WRITTEN TASK 1 >> According to the excerpt on sabacc, in what year did Lucasfilm acquire the sabacc trademark?
WRITTEN TASK 2 >>
For each statement, say whether the excerpt on sabacc agrees with it. Answer yes or no, and quote the words from the excerpt that decide it.
(a) The first mention of sabacc was in the second draft of the screenplay for The Empire Strikes Back.
(b) Hasbro's 2018 physical version of the game was released under the name Sabacc.
(c) Some variants of sabacc use dice.
WRITTEN TASK 3 >> Copy the part of the excerpt on sabacc starting with "It debuted in" and going on through "to use dice.".

Sabacc is a primarily fictional gambling card game, (with similarities to baccarat, blackjack, and poker — adding and subtracting numbered cards), originating from the Star Wars space opera franchise, where it is a common pastime of such characters as Han Solo and Lando Calrissian. The game is best known as the high-stake game played by Solo that won him his starship, the Millennium Falcon, from Lando. It has been described as "the most popular card game in the Star Wars galaxy."

It debuted in the 1983 novel Lando Calrissian and the Mindharp of Sharu by L. Neil Smith, and has also been portrayed in a number of other works of the franchise, such as Solo: A Star Wars Story (2018), the first film to actually depict a sabacc game being played, and Star Wars Outlaws (2024). The first sabacc ruleset was published in 1989; however, several other rule-sets have been published since 2015. While the game is commonly described as a card game, some variants are known to use dice.

== History ==

=== In films and books ===
The game is best known as the high-stake game played by Han Solo in which he won the Millennium Falcon from Lando Calrissian, and has been described as "one of the most well-known elements of the Star Wars underworld". The first mention of the game is in the second draft of the screenplay for The Empire Strikes Back (1980), where Han says his friend Lando Calrissian won the gas mine in a "sabacca game". It was next mentioned in the 1983 novel Lando Calrissian and the Mindharp of Sharu by L. Neil Smith and over the years has made appearances in a number of other Star Wars media, such as the "Idiot's Array", a 2015 episode of the animated TV series Star Wars Rebels; most notably it made an appearance in the Solo: A Star Wars Story 2018 movie, which finally featured the scene of Han Solo winning the Millennium Falcon from Lando during a game of sabacc. An online sabacc-themed event was also used as part of the promotional campaign for Solo: A Star Wars Story before the movie's official launch.

=== In games ===
The game's first official (licensed) ruleset and physical release was in the Crisis on Cloud City (1989) supplement for Star Wars: The Roleplaying Game published by West End Games. A reviewer for the Games International magazine wrote that it is "a sort of Blackjack variant, the game doesn't fully use the nicely design deck, and an excessive random element appears to constantly mess up the bidding", necessitating houseruling to make the game more playable.

A simplified version based on the 1989 ruleset was given a limited release in 2015 during the Star Wars Celebration fan convention. As Lucasfilm did not trademark the term sabacc, in 2015, a mobile gaming app Sabacc by Ren Ventures became subject to two lawsuits and a trademark dispute between its publisher and Lucasfilm that eventually ended with Lucasfilm acquiring the trademark in 2018. Also that year, another physical version of the game was published by Hasbro, but due to licensing issues it was named Star Wars Han Solo Card Game. The next official version of the game, this one using the name Sabacc, was distributed around the same time at Disneyland's Star Wars: Galaxy's Edge themed area. Despite both games being licensed, they use relatively different rule sets and both in turn have differences from the 1989 and the 2015 releases; this is sometimes rationalized by fans with the fact that within the Star Wars universe there are a number of sabacc variants, none of which have ever been described as official or dominant.

DATASET RECORDS >>
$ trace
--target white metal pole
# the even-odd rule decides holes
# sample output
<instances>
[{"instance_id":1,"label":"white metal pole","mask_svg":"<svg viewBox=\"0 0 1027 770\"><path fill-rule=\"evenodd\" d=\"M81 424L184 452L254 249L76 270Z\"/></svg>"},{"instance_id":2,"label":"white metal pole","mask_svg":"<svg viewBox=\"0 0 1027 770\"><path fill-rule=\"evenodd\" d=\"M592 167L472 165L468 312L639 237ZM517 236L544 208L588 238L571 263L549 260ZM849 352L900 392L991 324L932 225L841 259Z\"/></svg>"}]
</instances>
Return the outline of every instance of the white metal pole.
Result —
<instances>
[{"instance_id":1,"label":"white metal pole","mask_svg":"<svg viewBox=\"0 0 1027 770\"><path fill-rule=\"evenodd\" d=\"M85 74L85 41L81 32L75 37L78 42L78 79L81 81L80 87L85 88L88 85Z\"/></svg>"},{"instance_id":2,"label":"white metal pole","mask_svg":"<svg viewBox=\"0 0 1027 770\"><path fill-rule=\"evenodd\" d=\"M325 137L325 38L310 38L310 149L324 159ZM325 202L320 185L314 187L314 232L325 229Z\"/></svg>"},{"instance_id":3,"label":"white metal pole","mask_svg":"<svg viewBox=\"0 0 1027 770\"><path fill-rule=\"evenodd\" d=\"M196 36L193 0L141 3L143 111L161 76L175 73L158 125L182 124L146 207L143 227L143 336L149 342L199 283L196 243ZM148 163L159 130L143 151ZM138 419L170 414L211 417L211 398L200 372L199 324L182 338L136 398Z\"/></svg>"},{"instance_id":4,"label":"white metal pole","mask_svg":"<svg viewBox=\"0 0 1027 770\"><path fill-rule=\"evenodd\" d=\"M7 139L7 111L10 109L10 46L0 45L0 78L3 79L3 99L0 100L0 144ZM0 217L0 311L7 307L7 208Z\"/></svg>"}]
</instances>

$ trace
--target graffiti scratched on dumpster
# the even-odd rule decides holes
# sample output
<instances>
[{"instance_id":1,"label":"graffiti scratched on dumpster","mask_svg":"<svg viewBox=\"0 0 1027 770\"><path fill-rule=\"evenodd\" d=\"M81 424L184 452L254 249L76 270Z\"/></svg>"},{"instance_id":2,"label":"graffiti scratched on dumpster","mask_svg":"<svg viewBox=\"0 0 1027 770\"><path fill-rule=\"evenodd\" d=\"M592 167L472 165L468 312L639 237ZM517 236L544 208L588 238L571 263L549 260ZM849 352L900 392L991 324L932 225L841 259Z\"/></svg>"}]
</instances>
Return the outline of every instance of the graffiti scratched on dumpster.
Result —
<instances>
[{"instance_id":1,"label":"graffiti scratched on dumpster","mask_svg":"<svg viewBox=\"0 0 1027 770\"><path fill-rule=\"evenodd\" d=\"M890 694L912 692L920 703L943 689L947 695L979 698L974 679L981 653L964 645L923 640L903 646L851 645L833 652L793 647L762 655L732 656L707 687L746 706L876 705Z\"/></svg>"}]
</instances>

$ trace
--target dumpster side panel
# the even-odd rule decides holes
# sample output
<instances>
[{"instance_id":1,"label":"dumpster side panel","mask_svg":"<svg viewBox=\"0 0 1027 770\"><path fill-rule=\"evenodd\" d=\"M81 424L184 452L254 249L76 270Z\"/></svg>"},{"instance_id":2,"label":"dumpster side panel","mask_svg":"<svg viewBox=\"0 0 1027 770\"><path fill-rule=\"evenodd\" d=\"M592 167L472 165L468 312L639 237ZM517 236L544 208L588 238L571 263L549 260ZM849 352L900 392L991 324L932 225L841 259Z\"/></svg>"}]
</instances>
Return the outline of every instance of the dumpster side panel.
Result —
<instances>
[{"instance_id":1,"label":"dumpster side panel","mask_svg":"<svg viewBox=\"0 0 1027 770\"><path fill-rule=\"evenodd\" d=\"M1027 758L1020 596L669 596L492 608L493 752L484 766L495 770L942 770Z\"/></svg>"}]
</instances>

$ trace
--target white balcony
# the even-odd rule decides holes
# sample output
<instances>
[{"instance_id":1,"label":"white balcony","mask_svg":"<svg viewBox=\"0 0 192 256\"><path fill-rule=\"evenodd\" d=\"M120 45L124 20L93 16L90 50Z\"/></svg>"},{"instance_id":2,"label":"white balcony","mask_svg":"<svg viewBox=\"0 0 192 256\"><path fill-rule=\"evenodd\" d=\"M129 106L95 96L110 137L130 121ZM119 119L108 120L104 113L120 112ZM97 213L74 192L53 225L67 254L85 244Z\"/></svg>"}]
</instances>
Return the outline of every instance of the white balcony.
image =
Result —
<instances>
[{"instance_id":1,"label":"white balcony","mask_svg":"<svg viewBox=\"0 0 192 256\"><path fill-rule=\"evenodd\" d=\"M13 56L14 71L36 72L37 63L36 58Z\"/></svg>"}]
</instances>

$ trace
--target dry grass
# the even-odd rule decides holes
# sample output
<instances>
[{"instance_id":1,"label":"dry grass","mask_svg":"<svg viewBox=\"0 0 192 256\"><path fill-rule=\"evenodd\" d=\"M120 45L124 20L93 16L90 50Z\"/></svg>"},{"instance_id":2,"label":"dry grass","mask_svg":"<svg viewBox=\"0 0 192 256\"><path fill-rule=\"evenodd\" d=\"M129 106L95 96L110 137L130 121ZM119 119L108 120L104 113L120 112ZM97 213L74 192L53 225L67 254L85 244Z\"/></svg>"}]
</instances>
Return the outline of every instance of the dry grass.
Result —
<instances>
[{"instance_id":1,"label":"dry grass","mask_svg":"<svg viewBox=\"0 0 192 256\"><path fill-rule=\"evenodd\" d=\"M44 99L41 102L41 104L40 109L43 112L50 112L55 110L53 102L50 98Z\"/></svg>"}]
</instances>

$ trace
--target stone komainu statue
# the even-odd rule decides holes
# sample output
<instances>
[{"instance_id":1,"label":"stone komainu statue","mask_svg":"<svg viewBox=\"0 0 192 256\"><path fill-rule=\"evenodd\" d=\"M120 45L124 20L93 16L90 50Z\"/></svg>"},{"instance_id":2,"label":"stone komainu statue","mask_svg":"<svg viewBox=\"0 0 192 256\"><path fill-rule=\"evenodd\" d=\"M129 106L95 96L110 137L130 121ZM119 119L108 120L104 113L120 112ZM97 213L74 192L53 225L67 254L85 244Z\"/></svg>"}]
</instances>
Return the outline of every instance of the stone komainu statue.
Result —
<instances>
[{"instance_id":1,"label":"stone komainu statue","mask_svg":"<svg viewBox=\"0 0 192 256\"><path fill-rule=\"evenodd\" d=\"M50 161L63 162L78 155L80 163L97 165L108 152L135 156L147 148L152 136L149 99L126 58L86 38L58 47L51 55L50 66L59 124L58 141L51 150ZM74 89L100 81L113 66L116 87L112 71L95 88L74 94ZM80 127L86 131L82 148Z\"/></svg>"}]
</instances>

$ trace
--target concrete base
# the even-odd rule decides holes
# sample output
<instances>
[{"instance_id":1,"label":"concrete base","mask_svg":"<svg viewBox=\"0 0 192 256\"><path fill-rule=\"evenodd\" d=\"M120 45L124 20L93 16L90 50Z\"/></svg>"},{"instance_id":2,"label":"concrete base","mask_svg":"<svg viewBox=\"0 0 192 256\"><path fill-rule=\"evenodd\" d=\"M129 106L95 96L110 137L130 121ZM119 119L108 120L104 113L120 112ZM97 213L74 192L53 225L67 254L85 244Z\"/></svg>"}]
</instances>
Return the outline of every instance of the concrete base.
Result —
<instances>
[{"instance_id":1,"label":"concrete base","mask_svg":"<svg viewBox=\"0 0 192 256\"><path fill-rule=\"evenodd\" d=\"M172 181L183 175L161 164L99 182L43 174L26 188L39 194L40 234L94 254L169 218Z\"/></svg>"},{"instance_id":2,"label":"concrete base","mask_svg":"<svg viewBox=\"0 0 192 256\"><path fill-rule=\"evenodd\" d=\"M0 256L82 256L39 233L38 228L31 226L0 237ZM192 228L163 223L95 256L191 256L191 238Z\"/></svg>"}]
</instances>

PROBLEM SOLUTION 1 >> 2018

PROBLEM SOLUTION 2 >>
(a) Yes: "The first mention of the game is in the second draft of the screenplay for The Empire Strikes Back (1980)"
(b) No: "but due to licensing issues it was named Star Wars Han Solo Card Game"
(c) Yes: "some variants are known to use dice"

PROBLEM SOLUTION 3 >>
It debuted in the 1983 novel Lando Calrissian and the Mindharp of Sharu by L. Neil Smith, and has also been portrayed in a number of other works of the franchise, such as Solo: A Star Wars Story (2018), the first film to actually depict a sabacc game being played, and Star Wars Outlaws (2024). The first sabacc ruleset was published in 1989; however, several other rule-sets have been published since 2015. While the game is commonly described as a card game, some variants are known to use dice.